[Excerpts from a dataset]
——————————

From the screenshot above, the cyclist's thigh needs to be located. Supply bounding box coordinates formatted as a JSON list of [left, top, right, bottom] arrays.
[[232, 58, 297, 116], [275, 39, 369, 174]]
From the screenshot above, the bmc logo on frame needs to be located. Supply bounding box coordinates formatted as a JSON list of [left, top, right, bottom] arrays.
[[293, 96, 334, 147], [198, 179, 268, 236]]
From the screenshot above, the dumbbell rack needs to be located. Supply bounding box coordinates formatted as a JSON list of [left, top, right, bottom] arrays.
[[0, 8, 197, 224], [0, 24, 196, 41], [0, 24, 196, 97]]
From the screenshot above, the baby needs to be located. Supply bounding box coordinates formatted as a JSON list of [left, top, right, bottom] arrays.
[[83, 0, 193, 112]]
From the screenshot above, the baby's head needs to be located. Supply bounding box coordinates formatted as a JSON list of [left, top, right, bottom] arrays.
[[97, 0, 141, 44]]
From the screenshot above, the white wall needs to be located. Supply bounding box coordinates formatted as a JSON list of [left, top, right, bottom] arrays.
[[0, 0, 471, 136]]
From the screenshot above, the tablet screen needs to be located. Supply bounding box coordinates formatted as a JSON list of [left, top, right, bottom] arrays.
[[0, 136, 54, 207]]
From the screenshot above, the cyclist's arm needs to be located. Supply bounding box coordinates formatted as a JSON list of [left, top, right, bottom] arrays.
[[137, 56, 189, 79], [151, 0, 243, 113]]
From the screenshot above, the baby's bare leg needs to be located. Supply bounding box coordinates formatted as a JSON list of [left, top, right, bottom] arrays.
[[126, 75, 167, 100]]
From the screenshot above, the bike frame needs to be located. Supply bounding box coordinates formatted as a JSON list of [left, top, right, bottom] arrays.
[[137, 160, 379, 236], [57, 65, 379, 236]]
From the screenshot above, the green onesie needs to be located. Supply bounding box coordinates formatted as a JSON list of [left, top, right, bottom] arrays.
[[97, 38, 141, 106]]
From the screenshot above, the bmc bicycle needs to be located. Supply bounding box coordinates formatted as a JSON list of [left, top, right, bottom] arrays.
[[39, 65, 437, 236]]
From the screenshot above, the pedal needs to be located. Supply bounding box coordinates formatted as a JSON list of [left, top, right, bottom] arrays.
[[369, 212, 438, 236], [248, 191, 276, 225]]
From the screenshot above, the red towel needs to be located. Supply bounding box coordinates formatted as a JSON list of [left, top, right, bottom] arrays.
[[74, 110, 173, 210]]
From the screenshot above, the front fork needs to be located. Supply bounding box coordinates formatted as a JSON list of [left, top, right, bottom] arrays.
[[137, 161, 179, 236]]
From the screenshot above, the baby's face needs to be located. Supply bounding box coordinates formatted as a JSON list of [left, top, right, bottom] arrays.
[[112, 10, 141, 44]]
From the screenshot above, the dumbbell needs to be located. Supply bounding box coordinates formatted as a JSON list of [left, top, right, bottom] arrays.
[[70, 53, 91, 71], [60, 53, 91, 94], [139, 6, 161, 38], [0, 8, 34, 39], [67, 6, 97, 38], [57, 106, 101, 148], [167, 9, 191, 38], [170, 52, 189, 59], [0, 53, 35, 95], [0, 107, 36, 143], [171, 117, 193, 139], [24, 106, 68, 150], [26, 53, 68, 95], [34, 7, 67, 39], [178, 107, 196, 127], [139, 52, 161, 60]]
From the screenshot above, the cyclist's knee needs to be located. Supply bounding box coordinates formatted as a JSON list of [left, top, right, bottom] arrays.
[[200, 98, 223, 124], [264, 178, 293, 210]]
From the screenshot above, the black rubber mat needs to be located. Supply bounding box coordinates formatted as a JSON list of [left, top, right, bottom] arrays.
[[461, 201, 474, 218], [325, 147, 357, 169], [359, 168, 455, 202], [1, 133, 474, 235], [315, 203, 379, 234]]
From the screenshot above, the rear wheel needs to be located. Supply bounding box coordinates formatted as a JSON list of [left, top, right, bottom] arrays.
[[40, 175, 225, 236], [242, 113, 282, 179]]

——————————

## The task
Your task is to retype all of the records exactly.

## Written solution
From the screenshot above, the cyclist's thigh needs to be located. Supply bounding box coordinates formatted as a JSON list of [left, top, right, bottom] arrays.
[[232, 58, 297, 116], [275, 39, 369, 174]]
From the screenshot above, the bmc logo on frame needs to be located. Supply bounding box coordinates formatted as a JSON list of [left, top, right, bottom] arrays.
[[293, 96, 334, 147], [198, 179, 268, 236]]
From the screenshot above, the dumbbell rack needs to be located. Supply bounding box coordinates formatted as a JSON list of [left, top, right, bottom] arrays.
[[0, 8, 197, 224], [0, 24, 196, 41], [0, 24, 196, 97]]
From the screenshot above, the baby needs to be located. Supply bounding box coordinates formatted as a JSON list of [left, top, right, bottom] arrays.
[[83, 0, 193, 112]]
From the screenshot above, the baby's head needs to be located. Supply bounding box coordinates formatted as a JSON list of [left, top, right, bottom] arrays.
[[97, 0, 141, 44]]
From the screenshot above, the white wall needs to be located. Supply bounding box coordinates formatted as a JSON list of [left, top, right, bottom] arrays.
[[0, 0, 471, 136]]
From the screenshot above, the tablet screen needs to be located. Supply bounding box coordinates formatted as a JSON list of [left, top, right, bottom] arrays.
[[0, 136, 54, 207]]
From the screenshot above, the cyclist's arm needs to be located. Supply bounding box coordinates formatted as a JSON list of [left, top, right, bottom] arrays.
[[137, 56, 189, 79], [151, 0, 243, 113]]
From the screenshot above, the baby's bare leg needs to be located. Supply bounding box coordinates formatted as a JSON list of [left, top, right, bottom] arrays.
[[126, 75, 167, 100]]
From the screenshot above, the bike frame needs to be located. Supply bounding box coordinates formatted as a JSON list of [left, top, right, bottom] arrays.
[[137, 160, 379, 236], [57, 65, 379, 236]]
From the screenshot above, the green onesie needs to be located. Supply bounding box coordinates formatted as a JSON list of [left, top, right, bottom] arrays.
[[97, 38, 141, 106]]
From the screenshot above, the bmc bicycle needs to be located. Supply bounding box coordinates formatted as a JSON list of [left, top, right, bottom] arrays.
[[39, 65, 437, 236]]
From the screenshot above, the pedal needs to be located. Supply bounding box coordinates formatted as a JSON list of [left, top, right, bottom] arrays.
[[369, 212, 438, 236], [248, 191, 276, 225]]
From the screenshot above, the red towel needs to be located. Supply bounding box coordinates formatted as a JSON list of [left, top, right, bottom] arrays.
[[74, 110, 173, 210]]
From the screenshot above, the front fork needs to be located. Supply bounding box coordinates formatted as a JSON list of [left, top, right, bottom] arrays.
[[137, 161, 179, 236]]
From the screenshot above, the baby's face needs to be located. Supply bounding box coordinates formatted as a JSON list of [left, top, right, bottom] arrays.
[[112, 10, 141, 44]]
From the screenshot above, the dumbbell needs to be located. Supply bounding box coordinates formatted as a JSON list of [left, top, right, bottom] arrays.
[[70, 53, 91, 71], [60, 53, 91, 94], [139, 6, 161, 38], [0, 8, 34, 39], [67, 6, 97, 38], [57, 106, 101, 148], [167, 9, 191, 38], [170, 52, 189, 59], [0, 53, 35, 95], [0, 107, 36, 143], [171, 117, 193, 139], [24, 106, 68, 150], [26, 53, 68, 95], [34, 7, 67, 39], [178, 107, 196, 127], [139, 52, 161, 60]]
From the screenshot above, the cyclist's knee needs to be located. Supply bounding box coordinates formatted as a JSON list of [left, top, right, bottom] arrays.
[[200, 98, 223, 124], [264, 178, 293, 210]]
From the screenshot above, the black rubber mat needs to be located. Supply bounding box coordinates formatted as a JSON list of [left, top, right, bottom] arrays.
[[461, 201, 474, 218], [325, 147, 357, 169], [359, 168, 455, 202], [1, 133, 474, 235], [315, 203, 379, 234]]
From the screenshot above, the rear wheel needs to be located. Supply bounding box coordinates formatted as a JSON list of [left, top, right, bottom] arrays.
[[40, 175, 225, 236], [242, 113, 282, 179]]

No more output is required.